BEGIN Excerpt
News story

Mental health support in defence

Today, 10 October, is World Mental Health Day, which raises public awareness and promotes open discussion about mental health.

This was published under the 2010 to 2015 Conservative and Liberal Democrat coalition government

A soldier at the Army Personnel Recovery Centre in Edinburgh (library image) [Picture: Sergeant Ian Forsyth, Crown copyright]
Mental health support is available to all service personnel and veterans

The Ministry of Defence is committed to supporting personnel, their families and veterans who have been affected by mental health issues. For those serving in the armed forces (including mobilised reservists), MOD has worked hard to improve patient care.

It runs 16 Departments of Community Mental Health around the country where mental healthcare professionals provide support and treatment to personnel from all 3 services.

Mental health professionals are also deployed to the front line during operations where they are able to spot the first signs of a problem and take steps to treat it. Stress management and mental health awareness has been built into all levels of training and leadership in the armed forces.

The removal of stigma is crucial. Through initiatives like the ‘Don’t Bottle it Up’ campaign, awareness of the professional medical care and support available to personnel is increasing within the military.

The Reserves Mental Health Programme, run in partnership with the NHS, is open to all current or former members of the reserves, who have been demobilised since 1 January 2003, following operational deployment overseas and who believe that their deployment may have affected their mental health.
END Excerpt
BEGIN Provided information
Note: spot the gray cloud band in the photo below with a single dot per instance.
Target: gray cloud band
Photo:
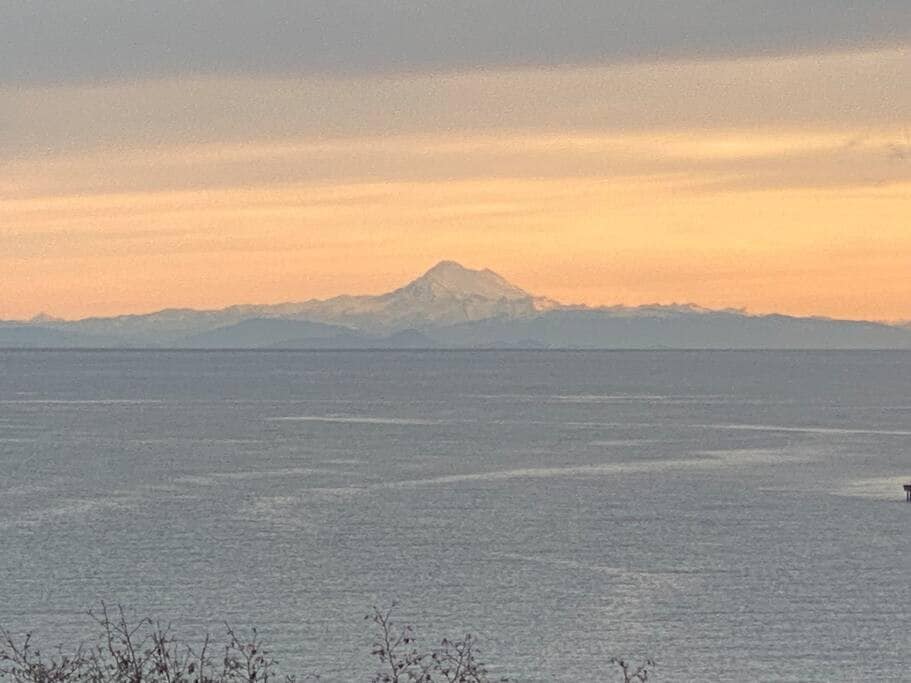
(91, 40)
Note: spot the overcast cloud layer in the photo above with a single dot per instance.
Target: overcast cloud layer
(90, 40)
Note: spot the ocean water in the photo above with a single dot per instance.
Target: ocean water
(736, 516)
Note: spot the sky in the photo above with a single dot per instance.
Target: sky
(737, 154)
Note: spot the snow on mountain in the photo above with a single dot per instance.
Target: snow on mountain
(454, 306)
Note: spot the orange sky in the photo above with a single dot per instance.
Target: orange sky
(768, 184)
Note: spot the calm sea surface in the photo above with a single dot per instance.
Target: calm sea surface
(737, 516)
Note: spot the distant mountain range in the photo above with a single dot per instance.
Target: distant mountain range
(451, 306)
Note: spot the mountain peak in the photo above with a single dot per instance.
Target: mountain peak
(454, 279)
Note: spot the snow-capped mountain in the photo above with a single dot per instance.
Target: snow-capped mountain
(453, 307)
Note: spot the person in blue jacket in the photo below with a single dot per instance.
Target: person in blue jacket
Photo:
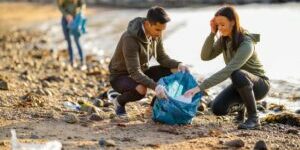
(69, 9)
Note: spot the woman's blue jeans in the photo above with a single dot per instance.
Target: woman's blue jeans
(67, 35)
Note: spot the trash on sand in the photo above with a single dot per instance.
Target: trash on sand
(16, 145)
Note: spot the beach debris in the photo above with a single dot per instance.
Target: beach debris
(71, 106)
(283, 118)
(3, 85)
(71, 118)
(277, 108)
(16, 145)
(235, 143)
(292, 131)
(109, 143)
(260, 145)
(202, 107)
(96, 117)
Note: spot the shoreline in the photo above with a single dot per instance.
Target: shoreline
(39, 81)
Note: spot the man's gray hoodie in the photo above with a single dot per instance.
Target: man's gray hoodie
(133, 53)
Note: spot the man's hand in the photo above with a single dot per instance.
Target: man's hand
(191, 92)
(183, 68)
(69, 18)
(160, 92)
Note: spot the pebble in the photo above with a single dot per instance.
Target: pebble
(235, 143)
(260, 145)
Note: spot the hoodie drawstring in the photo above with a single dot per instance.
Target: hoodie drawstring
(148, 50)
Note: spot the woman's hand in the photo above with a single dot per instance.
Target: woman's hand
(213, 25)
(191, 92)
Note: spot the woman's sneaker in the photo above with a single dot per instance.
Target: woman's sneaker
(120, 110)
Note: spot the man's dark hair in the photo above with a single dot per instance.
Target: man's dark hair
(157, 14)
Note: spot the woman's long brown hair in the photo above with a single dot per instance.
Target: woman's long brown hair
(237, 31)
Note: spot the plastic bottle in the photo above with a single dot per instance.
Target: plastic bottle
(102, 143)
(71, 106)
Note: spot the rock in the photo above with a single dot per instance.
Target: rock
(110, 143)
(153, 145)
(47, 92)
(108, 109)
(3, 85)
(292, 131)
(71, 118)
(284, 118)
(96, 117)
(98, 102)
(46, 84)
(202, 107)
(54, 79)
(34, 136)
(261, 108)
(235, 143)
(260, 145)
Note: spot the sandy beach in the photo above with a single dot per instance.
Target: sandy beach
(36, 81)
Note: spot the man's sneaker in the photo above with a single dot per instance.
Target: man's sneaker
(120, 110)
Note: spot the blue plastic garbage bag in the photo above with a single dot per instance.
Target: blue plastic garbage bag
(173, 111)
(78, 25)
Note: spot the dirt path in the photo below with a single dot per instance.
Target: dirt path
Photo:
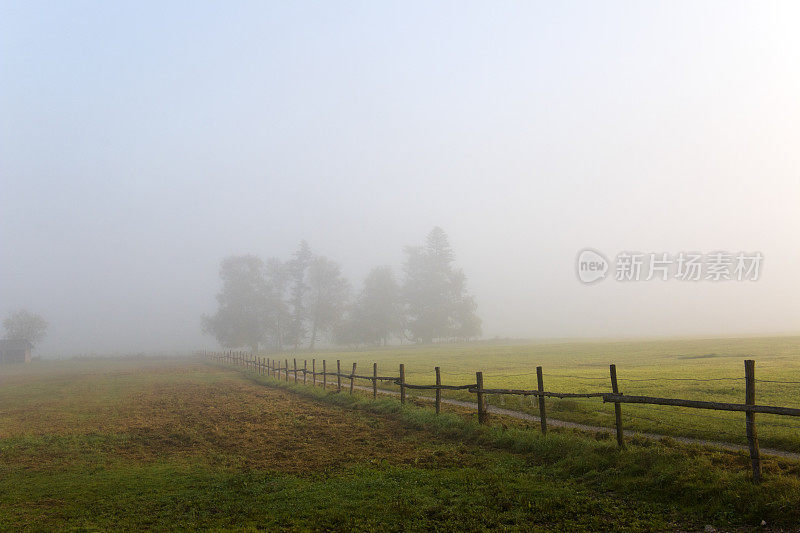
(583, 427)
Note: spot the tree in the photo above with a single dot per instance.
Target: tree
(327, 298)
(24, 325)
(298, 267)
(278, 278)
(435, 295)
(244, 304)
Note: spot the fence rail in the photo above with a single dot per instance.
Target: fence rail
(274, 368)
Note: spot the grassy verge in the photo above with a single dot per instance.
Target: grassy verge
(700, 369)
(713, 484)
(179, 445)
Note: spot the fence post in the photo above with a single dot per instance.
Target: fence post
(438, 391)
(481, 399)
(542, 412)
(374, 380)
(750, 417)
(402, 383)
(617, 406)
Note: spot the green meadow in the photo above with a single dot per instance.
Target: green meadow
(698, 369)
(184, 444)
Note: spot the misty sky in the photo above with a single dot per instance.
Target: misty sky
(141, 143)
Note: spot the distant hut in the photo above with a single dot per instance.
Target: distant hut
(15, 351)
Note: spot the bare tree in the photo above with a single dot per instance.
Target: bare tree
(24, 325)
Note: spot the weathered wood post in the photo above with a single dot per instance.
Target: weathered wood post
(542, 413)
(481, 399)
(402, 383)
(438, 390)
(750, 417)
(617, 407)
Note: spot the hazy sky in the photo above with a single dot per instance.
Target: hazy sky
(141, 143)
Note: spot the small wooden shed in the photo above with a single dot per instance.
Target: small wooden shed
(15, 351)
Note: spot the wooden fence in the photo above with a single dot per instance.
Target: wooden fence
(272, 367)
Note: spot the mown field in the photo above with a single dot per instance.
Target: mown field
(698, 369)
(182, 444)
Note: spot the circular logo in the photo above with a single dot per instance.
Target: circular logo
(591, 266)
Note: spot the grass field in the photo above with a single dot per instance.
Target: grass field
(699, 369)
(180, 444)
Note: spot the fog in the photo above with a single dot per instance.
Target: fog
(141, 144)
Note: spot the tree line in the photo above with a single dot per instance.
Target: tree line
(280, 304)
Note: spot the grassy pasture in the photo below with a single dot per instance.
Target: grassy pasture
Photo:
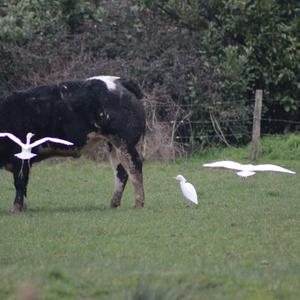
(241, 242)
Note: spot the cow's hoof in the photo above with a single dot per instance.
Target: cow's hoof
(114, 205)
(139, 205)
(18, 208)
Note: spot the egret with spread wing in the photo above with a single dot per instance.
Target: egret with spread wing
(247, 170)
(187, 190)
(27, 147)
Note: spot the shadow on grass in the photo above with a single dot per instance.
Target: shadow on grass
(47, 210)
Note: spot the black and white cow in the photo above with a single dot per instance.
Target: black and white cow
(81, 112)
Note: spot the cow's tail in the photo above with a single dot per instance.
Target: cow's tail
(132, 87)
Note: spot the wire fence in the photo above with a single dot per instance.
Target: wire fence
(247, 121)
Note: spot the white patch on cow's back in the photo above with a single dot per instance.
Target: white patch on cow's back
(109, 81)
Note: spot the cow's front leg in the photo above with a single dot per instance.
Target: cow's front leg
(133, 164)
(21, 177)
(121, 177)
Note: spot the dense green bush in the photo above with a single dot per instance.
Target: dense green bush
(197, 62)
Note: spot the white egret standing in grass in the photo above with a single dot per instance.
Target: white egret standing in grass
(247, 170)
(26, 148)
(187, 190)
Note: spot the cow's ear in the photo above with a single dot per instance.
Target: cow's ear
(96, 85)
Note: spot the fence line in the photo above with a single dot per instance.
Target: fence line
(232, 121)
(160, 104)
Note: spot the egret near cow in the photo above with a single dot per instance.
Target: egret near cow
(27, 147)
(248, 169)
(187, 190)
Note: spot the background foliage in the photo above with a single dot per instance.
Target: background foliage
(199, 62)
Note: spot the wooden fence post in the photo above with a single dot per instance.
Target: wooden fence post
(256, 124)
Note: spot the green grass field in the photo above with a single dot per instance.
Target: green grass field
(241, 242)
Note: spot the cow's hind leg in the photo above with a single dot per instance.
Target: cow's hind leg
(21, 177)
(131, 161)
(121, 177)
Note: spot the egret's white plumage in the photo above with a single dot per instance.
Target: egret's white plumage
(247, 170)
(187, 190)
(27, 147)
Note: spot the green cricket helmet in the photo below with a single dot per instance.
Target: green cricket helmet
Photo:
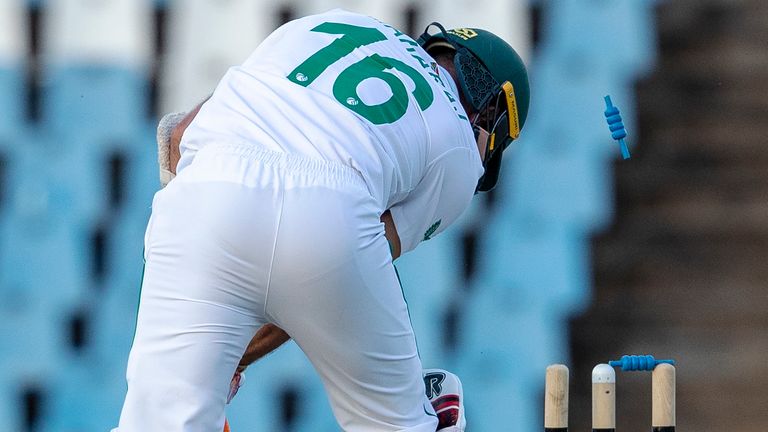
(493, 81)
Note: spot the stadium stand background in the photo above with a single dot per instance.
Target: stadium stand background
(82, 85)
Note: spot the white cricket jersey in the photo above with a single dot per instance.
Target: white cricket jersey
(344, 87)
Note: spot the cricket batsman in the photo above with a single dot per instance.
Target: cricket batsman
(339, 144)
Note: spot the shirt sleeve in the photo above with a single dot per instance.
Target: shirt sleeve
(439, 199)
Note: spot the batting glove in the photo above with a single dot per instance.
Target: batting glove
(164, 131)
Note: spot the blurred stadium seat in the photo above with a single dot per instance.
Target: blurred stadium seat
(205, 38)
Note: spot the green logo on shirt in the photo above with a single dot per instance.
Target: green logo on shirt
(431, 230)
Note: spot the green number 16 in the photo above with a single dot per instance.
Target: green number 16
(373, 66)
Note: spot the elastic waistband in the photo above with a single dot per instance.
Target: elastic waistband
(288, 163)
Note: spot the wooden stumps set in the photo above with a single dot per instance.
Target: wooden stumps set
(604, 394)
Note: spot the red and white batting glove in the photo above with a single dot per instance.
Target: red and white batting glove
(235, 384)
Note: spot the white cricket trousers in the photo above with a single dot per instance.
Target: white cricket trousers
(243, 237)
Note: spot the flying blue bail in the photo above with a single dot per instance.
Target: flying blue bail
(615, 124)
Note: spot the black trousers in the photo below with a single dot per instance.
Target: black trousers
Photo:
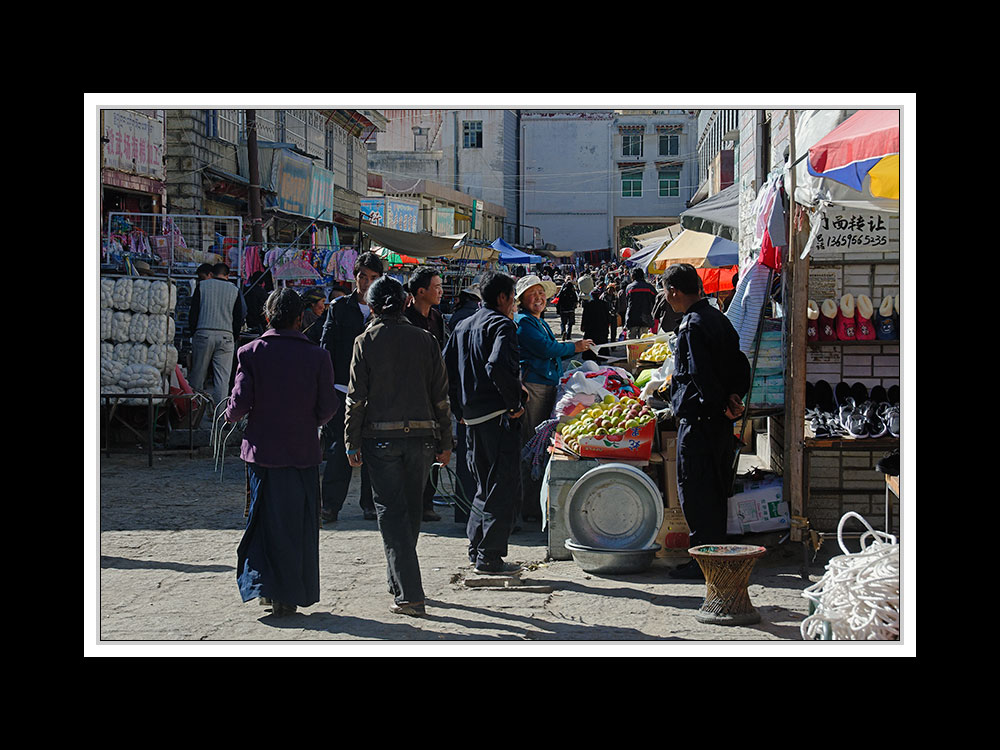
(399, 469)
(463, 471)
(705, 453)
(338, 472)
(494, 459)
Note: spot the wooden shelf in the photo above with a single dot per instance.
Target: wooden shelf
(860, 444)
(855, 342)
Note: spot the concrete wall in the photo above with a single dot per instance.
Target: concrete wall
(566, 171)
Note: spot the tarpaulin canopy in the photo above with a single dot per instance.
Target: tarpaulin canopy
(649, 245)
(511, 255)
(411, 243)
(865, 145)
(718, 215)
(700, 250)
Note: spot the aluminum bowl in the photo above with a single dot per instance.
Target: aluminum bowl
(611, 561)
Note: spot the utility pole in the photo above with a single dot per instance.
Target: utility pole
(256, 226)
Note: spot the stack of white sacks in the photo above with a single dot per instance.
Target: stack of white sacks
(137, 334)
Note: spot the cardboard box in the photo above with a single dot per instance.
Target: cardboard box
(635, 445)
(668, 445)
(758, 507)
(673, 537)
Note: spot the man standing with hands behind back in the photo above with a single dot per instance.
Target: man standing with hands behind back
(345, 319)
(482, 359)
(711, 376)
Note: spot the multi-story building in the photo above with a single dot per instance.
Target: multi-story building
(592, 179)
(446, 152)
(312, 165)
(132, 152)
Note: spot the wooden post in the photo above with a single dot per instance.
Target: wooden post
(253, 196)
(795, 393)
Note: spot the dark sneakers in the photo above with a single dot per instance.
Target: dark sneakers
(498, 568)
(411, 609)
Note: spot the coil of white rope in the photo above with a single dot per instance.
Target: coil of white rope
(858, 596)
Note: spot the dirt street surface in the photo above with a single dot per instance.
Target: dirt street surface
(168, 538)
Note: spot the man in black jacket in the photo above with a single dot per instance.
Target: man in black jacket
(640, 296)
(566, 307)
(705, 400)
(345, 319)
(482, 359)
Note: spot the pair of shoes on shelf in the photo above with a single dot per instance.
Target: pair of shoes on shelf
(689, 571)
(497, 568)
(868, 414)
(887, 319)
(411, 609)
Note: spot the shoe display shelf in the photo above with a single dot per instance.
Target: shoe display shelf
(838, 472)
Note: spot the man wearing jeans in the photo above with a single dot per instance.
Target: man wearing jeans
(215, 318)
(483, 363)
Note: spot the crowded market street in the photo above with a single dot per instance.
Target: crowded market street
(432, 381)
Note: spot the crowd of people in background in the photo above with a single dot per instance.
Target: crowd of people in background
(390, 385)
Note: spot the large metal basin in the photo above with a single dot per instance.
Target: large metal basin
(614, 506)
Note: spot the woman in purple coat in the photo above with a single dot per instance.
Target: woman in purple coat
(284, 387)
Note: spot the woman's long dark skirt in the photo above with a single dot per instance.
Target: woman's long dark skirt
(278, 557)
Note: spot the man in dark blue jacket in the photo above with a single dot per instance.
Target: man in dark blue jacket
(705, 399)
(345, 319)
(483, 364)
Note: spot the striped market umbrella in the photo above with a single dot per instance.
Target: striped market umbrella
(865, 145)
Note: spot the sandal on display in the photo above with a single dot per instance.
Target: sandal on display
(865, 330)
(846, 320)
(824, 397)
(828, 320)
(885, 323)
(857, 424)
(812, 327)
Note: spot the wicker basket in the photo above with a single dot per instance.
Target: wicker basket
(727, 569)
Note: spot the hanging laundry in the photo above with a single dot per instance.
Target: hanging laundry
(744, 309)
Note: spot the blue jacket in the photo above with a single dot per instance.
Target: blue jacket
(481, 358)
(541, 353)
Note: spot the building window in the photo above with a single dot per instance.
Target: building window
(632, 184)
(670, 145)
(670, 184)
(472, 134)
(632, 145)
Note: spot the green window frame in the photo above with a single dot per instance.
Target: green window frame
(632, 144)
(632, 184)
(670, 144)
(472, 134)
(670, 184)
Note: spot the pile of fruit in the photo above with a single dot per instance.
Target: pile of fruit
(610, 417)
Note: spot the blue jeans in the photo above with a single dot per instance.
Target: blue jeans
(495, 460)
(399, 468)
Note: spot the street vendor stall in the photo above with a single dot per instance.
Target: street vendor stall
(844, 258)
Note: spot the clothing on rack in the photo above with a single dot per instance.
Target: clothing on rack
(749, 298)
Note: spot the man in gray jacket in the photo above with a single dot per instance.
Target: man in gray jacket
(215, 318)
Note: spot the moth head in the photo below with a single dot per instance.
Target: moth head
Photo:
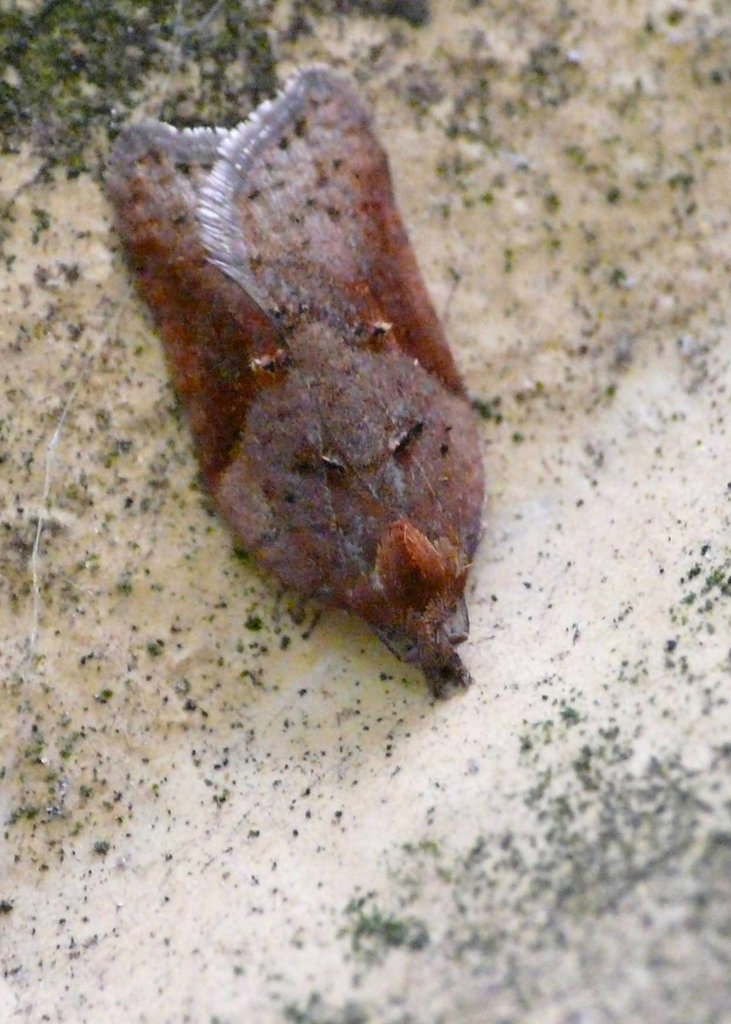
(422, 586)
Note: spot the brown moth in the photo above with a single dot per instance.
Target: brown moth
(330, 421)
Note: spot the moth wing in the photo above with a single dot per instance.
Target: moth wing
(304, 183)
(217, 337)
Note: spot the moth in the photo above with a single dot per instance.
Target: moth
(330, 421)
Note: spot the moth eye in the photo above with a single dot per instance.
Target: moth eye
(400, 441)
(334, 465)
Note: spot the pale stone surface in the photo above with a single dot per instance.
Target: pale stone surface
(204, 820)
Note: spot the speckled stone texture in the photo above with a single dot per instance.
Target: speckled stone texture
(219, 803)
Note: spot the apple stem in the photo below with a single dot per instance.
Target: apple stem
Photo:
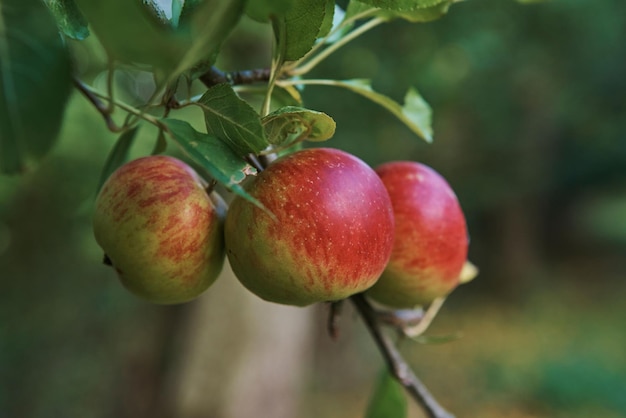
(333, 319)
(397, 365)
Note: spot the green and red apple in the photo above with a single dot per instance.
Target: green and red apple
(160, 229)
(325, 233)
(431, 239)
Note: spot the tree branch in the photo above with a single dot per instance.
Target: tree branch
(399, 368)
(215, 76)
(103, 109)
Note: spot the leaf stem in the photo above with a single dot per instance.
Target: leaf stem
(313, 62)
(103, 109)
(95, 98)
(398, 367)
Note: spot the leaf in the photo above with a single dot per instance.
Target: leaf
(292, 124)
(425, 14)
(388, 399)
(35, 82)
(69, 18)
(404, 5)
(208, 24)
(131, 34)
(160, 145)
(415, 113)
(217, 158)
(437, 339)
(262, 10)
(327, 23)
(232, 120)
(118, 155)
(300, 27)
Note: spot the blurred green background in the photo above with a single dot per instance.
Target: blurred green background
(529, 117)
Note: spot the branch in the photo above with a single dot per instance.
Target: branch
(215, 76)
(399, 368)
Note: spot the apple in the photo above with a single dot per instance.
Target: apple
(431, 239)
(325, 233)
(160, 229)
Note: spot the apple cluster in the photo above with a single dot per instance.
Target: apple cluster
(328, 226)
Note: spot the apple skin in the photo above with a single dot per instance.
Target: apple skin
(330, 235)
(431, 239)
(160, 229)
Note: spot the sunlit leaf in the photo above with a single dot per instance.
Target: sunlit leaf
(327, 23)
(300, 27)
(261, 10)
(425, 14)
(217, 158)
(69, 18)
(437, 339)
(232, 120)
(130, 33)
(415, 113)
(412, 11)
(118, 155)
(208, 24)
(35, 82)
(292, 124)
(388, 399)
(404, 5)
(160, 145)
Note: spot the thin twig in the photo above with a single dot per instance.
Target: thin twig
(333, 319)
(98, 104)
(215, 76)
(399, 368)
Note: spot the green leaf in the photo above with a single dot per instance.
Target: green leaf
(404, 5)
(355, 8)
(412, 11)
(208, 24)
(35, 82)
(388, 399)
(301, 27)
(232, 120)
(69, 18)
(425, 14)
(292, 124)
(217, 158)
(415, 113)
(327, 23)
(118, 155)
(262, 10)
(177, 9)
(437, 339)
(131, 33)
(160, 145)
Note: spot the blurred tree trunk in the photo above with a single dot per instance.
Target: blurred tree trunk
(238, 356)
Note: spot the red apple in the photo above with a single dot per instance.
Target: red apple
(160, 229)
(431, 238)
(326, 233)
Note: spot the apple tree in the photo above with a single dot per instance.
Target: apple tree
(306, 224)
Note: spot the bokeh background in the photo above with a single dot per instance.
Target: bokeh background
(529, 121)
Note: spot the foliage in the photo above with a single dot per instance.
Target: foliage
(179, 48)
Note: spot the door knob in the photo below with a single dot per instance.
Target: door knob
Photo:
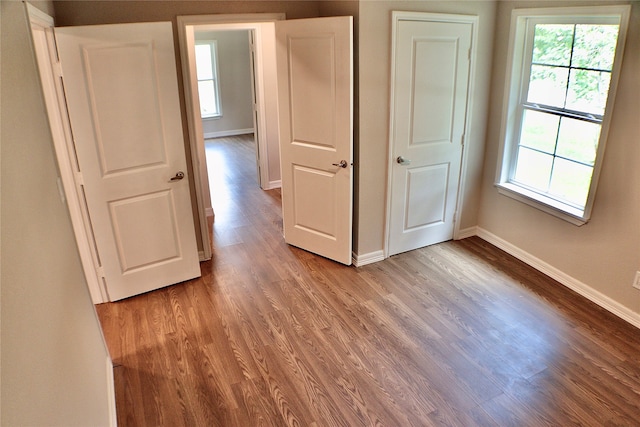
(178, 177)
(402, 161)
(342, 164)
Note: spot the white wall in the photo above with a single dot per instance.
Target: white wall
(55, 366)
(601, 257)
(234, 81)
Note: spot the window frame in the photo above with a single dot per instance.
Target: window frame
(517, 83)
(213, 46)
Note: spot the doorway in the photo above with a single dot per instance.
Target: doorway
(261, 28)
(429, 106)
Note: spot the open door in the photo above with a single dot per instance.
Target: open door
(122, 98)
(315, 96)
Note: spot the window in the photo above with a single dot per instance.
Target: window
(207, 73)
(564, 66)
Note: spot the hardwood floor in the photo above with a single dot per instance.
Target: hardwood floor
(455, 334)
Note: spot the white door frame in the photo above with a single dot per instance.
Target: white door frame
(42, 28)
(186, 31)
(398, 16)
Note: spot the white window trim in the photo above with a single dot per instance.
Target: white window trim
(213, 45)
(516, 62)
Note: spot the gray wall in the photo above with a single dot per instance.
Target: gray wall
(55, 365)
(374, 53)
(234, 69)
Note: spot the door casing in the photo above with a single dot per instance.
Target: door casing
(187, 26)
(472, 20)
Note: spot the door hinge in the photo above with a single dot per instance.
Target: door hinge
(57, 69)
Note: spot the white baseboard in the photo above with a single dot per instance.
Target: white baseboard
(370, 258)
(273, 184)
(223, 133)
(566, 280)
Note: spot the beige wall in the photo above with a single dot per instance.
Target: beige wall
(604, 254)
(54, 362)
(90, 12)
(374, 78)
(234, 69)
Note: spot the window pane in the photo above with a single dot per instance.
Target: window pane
END Provided information
Task A:
Answer these from the news story on mental health support in defence:
(i) How many Departments of Community Mental Health does the Ministry of Defence run?
(ii) What campaign is named as an initiative to remove stigma?
(iii) With which organization is the Reserves Mental Health Programme run in partnership?
Task B: Pick up the news story on mental health support in defence after its final sentence and continue it.

Output A:
(i) 16
(ii) The 'Don't Bottle it Up' campaign
(iii) The NHS

Output B:
The NHS is responsible for delivering healthcare for the families of those serving and veterans.

Mental healthcare is a multi-agency delivery effort and MOD and the Department of Health are working with the NHS and service charities, including Combat Stress, to promote awareness of veteran and service family issues.

Help for Heroes received £2.7 million of Libor funding in 2013 to work in partnership with Combat Stress to develop the ‘Hidden Wounds’ psychological support programme to support veterans and their families who are suffering from the early symptoms of mental injuries such as stress and depression.

Additional support available also includes a Combat Stress 24-hour helpline, e-learning packages for GPs, the Big White Wall, an online service providing help 24/7, and a mental health support app.

The armed forces covenant states that the armed forces community should enjoy the same standard of, and access to, healthcare, including mental healthcare, as that received by any other UK citizen in the area they live.

MOD has published information leaflets aimed at veterans, serving personnel and their families outlining how the covenant can help them. If members of the armed forces community feel they have been disadvantaged accessing public services these leaflets will help to identify where to go to address the problem.